EXERCISE DATA ▸
⟨

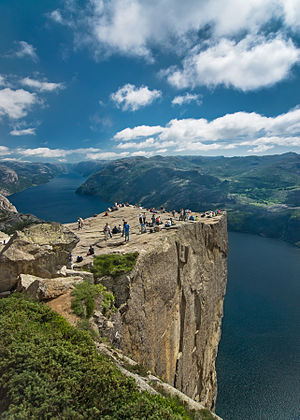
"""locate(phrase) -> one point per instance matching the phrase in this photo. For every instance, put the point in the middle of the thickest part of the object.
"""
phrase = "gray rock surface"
(45, 289)
(172, 320)
(40, 250)
(171, 304)
(5, 204)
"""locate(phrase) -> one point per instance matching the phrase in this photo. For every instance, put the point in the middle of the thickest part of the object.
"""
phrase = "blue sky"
(104, 79)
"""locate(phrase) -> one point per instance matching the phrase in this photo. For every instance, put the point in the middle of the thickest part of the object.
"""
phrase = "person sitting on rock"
(80, 223)
(107, 231)
(126, 230)
(91, 251)
(115, 230)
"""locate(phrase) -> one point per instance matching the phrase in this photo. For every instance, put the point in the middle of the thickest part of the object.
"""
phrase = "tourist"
(126, 230)
(71, 261)
(123, 231)
(107, 231)
(140, 218)
(168, 223)
(143, 228)
(80, 223)
(91, 251)
(115, 230)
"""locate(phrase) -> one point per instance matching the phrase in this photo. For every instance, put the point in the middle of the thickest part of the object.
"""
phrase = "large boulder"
(41, 250)
(5, 204)
(46, 289)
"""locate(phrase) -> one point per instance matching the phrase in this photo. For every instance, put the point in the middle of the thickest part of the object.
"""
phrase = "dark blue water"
(58, 201)
(258, 364)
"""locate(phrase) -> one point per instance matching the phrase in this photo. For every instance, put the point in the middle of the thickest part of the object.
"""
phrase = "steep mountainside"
(261, 194)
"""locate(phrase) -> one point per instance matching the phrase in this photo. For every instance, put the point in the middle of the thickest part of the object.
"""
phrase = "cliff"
(171, 304)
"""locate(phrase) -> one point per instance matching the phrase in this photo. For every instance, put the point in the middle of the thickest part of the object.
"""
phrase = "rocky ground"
(92, 232)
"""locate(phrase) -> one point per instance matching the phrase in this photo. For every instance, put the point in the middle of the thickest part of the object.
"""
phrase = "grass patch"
(114, 264)
(84, 299)
(138, 369)
(51, 370)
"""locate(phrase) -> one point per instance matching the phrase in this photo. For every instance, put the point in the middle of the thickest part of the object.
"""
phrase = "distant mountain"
(261, 193)
(88, 167)
(16, 176)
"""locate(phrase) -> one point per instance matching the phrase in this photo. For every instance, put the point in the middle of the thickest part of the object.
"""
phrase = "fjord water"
(58, 201)
(258, 364)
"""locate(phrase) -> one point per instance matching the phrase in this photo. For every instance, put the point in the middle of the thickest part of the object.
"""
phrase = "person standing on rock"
(107, 231)
(126, 230)
(80, 223)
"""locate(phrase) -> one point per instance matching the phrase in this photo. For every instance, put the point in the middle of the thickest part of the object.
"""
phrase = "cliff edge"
(170, 306)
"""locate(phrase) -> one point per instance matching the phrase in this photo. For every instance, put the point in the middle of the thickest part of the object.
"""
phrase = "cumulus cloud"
(251, 63)
(41, 86)
(246, 131)
(130, 97)
(46, 152)
(43, 152)
(26, 50)
(106, 155)
(137, 132)
(134, 27)
(186, 99)
(16, 103)
(2, 80)
(23, 132)
(4, 151)
(56, 16)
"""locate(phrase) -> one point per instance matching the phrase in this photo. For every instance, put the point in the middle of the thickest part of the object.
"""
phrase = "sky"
(106, 79)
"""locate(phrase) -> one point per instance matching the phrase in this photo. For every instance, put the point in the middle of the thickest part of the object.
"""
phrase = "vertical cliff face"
(171, 320)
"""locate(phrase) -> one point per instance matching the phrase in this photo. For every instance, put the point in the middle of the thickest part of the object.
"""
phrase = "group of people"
(124, 231)
(153, 224)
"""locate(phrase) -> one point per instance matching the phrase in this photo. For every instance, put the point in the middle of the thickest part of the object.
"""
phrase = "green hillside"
(261, 194)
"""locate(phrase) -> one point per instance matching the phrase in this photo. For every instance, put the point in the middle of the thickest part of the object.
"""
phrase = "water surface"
(58, 201)
(258, 362)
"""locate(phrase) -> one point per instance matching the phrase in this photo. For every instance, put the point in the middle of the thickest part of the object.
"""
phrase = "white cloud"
(141, 145)
(56, 16)
(106, 155)
(292, 13)
(2, 80)
(261, 148)
(16, 103)
(26, 50)
(238, 130)
(4, 151)
(186, 99)
(136, 132)
(251, 63)
(141, 153)
(44, 152)
(23, 132)
(40, 85)
(130, 97)
(134, 27)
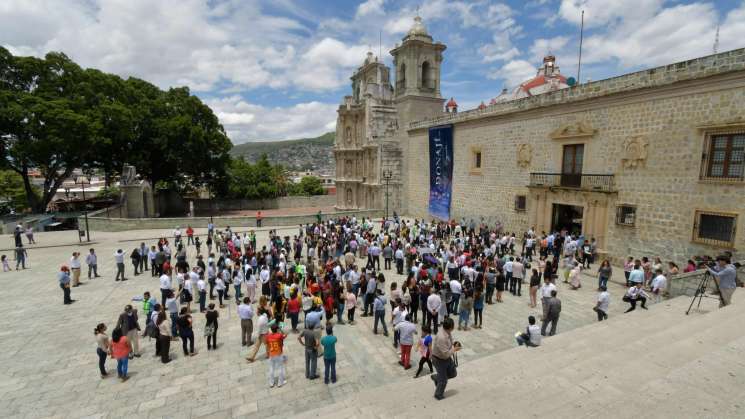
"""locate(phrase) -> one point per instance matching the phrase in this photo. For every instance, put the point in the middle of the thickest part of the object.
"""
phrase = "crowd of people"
(330, 270)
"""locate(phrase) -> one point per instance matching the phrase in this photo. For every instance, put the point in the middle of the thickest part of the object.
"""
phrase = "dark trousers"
(554, 321)
(311, 360)
(380, 316)
(202, 300)
(165, 348)
(120, 271)
(423, 361)
(432, 321)
(65, 294)
(329, 369)
(187, 337)
(101, 360)
(441, 377)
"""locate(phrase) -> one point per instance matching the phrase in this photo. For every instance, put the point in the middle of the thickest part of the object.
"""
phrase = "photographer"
(442, 357)
(725, 276)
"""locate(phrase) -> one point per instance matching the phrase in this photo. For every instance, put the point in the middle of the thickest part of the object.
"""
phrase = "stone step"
(616, 344)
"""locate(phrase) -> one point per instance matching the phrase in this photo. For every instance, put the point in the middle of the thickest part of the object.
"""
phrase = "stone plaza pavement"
(47, 349)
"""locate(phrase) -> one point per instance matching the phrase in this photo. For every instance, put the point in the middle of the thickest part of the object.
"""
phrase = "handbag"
(209, 330)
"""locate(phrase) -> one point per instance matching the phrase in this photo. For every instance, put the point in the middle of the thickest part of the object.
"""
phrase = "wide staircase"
(647, 363)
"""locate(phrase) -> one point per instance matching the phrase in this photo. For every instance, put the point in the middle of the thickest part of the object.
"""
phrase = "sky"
(277, 69)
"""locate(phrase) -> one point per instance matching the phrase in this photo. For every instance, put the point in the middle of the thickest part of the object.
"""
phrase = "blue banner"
(440, 171)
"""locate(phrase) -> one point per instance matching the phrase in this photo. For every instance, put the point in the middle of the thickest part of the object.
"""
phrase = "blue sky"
(278, 69)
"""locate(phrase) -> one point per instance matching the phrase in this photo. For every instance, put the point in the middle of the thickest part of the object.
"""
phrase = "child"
(424, 346)
(329, 355)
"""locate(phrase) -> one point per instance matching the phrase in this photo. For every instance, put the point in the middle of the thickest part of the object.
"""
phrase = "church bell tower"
(417, 63)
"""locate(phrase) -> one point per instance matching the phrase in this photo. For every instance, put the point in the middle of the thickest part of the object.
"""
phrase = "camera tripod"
(701, 292)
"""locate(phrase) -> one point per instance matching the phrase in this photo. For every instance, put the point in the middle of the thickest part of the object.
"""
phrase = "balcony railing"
(601, 183)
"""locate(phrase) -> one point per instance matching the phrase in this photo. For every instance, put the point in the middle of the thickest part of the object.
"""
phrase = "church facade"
(648, 163)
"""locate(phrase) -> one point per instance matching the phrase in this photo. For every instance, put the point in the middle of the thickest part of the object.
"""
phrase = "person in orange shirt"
(275, 342)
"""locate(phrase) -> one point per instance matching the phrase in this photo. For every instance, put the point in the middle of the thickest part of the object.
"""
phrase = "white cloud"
(514, 72)
(370, 7)
(244, 121)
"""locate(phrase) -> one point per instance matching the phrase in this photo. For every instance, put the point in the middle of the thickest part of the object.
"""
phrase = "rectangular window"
(724, 157)
(626, 215)
(715, 228)
(520, 202)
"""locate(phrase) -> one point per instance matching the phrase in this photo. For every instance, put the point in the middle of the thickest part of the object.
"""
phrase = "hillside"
(303, 154)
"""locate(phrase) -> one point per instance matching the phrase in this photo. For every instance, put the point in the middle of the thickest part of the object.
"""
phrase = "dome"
(418, 29)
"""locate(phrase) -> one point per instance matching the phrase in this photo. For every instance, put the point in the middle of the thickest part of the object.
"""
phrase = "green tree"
(12, 191)
(308, 186)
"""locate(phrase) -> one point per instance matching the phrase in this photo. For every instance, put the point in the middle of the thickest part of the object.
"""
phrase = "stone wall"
(202, 206)
(124, 224)
(672, 115)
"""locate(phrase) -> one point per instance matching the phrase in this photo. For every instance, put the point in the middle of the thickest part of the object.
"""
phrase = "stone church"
(648, 163)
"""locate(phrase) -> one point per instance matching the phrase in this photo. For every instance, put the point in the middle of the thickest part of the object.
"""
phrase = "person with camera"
(443, 350)
(725, 276)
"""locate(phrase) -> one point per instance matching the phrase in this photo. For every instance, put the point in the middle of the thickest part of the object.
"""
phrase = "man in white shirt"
(633, 294)
(246, 314)
(601, 308)
(659, 284)
(75, 268)
(546, 289)
(165, 285)
(433, 309)
(119, 259)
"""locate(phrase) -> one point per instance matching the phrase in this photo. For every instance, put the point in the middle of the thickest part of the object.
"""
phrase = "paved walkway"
(50, 367)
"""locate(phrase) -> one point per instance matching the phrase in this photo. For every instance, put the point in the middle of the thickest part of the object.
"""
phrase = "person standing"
(119, 259)
(329, 355)
(552, 315)
(275, 343)
(92, 261)
(308, 339)
(130, 326)
(64, 281)
(120, 351)
(379, 310)
(601, 307)
(424, 346)
(210, 328)
(21, 256)
(103, 347)
(186, 332)
(406, 330)
(246, 314)
(75, 268)
(164, 337)
(442, 353)
(725, 276)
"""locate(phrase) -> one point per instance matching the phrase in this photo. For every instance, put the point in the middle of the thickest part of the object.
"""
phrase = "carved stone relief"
(634, 152)
(573, 130)
(524, 155)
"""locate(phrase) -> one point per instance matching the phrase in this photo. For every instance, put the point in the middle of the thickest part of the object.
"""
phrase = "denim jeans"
(311, 359)
(380, 316)
(101, 360)
(121, 366)
(276, 367)
(329, 367)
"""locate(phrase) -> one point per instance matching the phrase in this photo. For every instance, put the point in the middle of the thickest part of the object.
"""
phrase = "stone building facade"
(647, 163)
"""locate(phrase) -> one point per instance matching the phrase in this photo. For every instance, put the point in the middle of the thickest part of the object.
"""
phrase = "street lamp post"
(82, 180)
(387, 176)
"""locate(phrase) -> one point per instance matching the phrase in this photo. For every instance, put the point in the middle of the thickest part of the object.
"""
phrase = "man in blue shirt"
(64, 280)
(725, 276)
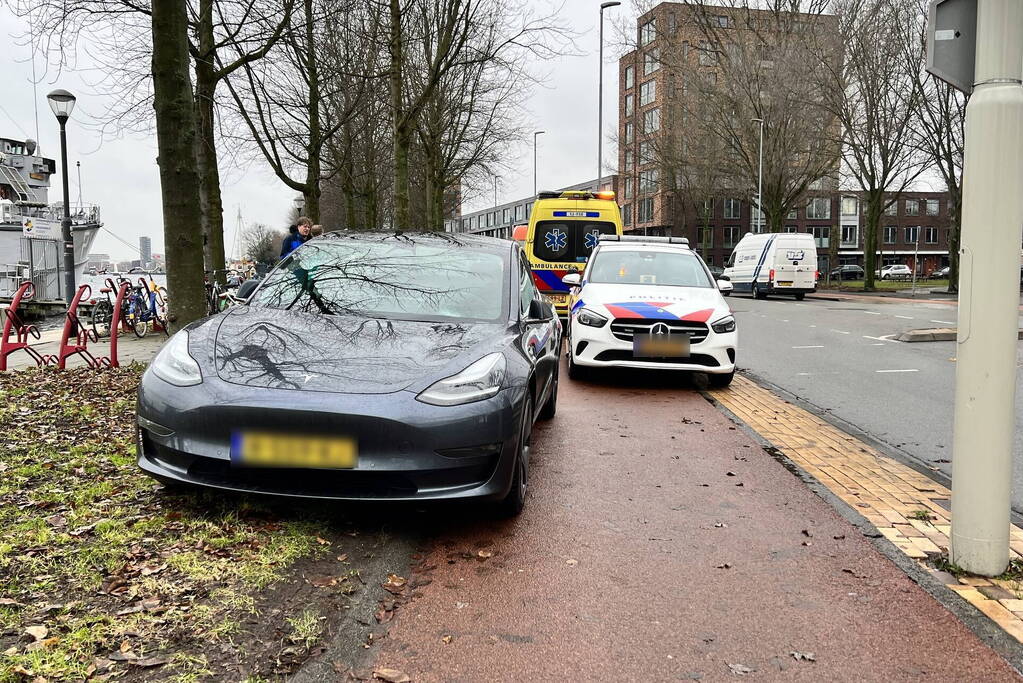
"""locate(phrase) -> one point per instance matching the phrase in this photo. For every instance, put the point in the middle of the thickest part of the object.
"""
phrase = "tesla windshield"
(678, 269)
(390, 278)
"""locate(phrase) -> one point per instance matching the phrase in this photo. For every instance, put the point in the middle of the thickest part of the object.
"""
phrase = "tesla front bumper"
(611, 346)
(406, 450)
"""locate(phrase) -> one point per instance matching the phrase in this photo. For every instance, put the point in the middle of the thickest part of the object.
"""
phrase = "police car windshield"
(568, 241)
(673, 269)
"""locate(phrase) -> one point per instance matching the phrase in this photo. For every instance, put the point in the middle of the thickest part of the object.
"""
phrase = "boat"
(31, 246)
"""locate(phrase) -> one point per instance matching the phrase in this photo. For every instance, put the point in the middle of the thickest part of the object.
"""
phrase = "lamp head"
(61, 103)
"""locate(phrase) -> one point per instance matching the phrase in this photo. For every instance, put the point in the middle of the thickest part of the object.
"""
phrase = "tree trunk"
(954, 223)
(206, 146)
(176, 133)
(402, 131)
(872, 221)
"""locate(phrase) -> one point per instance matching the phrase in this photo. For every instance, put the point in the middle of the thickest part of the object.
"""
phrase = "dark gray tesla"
(365, 366)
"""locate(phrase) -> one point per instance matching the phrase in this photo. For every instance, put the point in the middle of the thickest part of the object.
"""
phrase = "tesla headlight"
(480, 380)
(725, 324)
(173, 364)
(590, 319)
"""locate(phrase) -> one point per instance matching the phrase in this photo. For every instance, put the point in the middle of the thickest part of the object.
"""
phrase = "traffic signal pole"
(988, 314)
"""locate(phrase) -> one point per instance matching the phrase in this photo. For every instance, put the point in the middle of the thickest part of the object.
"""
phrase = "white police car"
(650, 303)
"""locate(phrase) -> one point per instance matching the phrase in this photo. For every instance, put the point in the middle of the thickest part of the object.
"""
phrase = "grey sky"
(122, 176)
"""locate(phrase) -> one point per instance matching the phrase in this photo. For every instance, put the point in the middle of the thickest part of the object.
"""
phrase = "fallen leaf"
(37, 632)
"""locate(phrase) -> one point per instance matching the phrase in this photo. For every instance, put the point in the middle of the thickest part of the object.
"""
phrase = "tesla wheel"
(549, 408)
(720, 380)
(516, 500)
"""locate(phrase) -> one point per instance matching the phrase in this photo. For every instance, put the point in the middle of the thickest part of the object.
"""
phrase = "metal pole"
(760, 179)
(65, 233)
(985, 371)
(599, 98)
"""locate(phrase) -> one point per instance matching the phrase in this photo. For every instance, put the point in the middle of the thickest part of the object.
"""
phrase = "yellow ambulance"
(564, 228)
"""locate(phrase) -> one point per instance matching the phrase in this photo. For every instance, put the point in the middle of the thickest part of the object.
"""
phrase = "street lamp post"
(62, 103)
(535, 133)
(760, 177)
(599, 98)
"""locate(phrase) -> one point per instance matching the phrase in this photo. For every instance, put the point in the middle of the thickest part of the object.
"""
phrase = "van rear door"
(795, 264)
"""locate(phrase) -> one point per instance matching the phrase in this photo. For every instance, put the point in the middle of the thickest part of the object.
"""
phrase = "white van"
(773, 263)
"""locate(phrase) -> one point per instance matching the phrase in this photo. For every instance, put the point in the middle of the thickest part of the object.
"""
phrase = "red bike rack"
(117, 320)
(82, 336)
(12, 323)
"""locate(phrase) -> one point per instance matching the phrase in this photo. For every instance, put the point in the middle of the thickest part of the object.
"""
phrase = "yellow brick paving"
(891, 496)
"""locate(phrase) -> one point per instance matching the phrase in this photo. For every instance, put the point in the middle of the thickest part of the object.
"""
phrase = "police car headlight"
(590, 319)
(725, 324)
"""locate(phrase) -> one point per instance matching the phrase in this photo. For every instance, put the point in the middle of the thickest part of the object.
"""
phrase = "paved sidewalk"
(663, 543)
(906, 507)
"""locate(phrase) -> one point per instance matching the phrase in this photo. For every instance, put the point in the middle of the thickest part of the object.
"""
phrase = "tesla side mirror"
(247, 288)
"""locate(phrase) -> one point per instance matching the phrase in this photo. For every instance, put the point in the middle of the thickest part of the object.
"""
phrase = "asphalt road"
(836, 355)
(662, 543)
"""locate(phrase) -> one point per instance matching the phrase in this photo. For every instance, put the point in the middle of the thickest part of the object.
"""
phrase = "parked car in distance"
(894, 272)
(848, 272)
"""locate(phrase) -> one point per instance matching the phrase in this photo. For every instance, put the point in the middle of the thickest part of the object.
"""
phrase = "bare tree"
(178, 178)
(873, 94)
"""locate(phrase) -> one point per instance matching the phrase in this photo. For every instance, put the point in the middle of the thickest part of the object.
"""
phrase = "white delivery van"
(773, 263)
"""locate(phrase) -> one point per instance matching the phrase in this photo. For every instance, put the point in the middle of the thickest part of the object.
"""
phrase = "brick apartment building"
(648, 88)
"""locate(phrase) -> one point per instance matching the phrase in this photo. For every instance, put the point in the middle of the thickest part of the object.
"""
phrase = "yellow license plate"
(259, 449)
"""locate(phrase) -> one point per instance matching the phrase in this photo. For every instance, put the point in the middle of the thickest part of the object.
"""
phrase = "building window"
(818, 209)
(850, 236)
(652, 121)
(821, 235)
(732, 209)
(708, 55)
(648, 33)
(706, 237)
(646, 211)
(648, 92)
(730, 235)
(651, 61)
(648, 181)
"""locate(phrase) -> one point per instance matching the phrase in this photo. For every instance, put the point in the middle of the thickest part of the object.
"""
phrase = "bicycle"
(146, 308)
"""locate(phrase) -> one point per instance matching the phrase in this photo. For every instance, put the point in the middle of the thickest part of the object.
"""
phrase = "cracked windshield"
(520, 340)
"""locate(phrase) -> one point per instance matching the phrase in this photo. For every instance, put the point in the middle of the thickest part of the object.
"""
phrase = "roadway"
(838, 356)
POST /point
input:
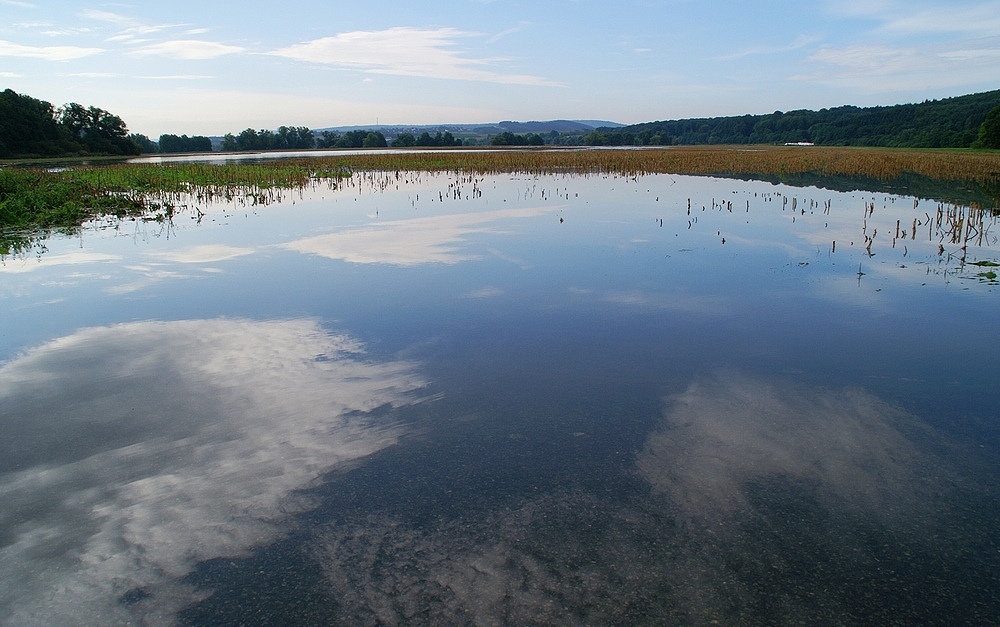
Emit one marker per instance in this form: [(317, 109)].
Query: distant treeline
[(34, 128), (959, 122)]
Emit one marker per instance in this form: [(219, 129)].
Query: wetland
[(579, 389)]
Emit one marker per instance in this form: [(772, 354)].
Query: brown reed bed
[(38, 198)]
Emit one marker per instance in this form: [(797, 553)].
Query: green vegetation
[(438, 140), (989, 132), (948, 123), (173, 143), (508, 138), (285, 138), (33, 128)]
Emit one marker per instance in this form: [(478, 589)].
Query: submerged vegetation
[(33, 199)]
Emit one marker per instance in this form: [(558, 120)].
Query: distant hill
[(486, 128), (946, 123)]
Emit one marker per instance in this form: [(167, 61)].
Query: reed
[(32, 198)]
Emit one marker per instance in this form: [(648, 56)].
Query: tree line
[(948, 123), (34, 128)]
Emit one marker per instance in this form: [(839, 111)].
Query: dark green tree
[(145, 144), (99, 131), (989, 130), (29, 127), (404, 140)]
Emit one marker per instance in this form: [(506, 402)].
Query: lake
[(416, 398)]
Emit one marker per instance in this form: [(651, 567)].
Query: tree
[(374, 139), (29, 127), (173, 143), (145, 144), (98, 130), (989, 131), (404, 140)]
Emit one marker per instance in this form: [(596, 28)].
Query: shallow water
[(423, 398)]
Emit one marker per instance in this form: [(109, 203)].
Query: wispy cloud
[(132, 30), (48, 53), (187, 49), (404, 51), (800, 42), (510, 31), (884, 68)]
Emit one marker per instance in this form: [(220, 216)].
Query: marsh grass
[(33, 199)]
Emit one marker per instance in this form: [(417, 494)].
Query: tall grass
[(36, 198)]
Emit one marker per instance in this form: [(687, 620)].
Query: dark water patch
[(279, 585), (985, 195)]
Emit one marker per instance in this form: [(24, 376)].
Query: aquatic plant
[(37, 198)]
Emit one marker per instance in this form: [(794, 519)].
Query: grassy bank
[(37, 198)]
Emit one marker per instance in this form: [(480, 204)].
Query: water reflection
[(413, 241), (729, 432), (143, 448)]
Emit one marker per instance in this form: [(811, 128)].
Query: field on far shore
[(38, 196)]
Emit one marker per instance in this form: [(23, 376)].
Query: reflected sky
[(144, 447), (167, 389)]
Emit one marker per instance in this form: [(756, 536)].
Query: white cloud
[(187, 49), (134, 451), (404, 51), (877, 67), (800, 42), (48, 53)]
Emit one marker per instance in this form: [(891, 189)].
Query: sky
[(212, 67)]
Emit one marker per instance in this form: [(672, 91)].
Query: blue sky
[(212, 67)]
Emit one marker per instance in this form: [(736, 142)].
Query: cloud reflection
[(724, 434), (433, 239), (134, 451)]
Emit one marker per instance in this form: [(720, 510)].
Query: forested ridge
[(948, 123), (34, 128)]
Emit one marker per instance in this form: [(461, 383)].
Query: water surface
[(432, 398)]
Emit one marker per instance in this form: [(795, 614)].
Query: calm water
[(420, 398)]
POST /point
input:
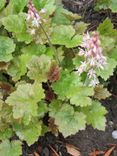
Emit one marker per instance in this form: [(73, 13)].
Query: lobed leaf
[(25, 103), (8, 148), (68, 121), (7, 47)]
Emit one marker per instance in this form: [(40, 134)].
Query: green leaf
[(50, 6), (69, 86), (107, 29), (68, 121), (24, 101), (19, 5), (59, 18), (29, 133), (107, 4), (34, 49), (113, 53), (80, 27), (2, 3), (9, 23), (19, 30), (18, 68), (113, 6), (12, 148), (39, 67), (14, 7), (6, 134), (42, 109), (102, 4), (108, 70), (65, 35), (95, 115), (7, 47)]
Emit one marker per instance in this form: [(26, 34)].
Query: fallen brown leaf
[(108, 153), (96, 153), (74, 151), (36, 154), (54, 152)]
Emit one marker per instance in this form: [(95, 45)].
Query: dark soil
[(89, 139)]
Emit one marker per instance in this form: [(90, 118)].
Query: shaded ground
[(88, 139)]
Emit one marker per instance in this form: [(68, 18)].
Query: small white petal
[(114, 134)]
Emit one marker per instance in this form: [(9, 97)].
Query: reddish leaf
[(72, 150), (49, 95), (54, 153), (52, 127), (96, 153), (54, 73), (108, 153), (36, 154)]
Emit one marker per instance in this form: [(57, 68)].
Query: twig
[(53, 150)]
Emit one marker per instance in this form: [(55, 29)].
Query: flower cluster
[(34, 18), (93, 57)]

⟩

DESCRIPTION OF THE TASK ▸
Write out, from the lines above, only those from the line with "Query: grassy bank" to the line with "Emit one marker per instance in this form: [(23, 376)].", exactly as given, including the first and the last.

SOLUTION FOR THIS EXERCISE ▸
Query: grassy bank
[(37, 198)]
Emit one marker per instance in this form: [(480, 204)].
Query: water reflection
[(413, 241), (729, 432), (143, 448)]
Emit one marker per instance in this form: [(811, 128)].
Query: field on far shore
[(38, 196)]
Emit one marker per instance in this form: [(23, 376)].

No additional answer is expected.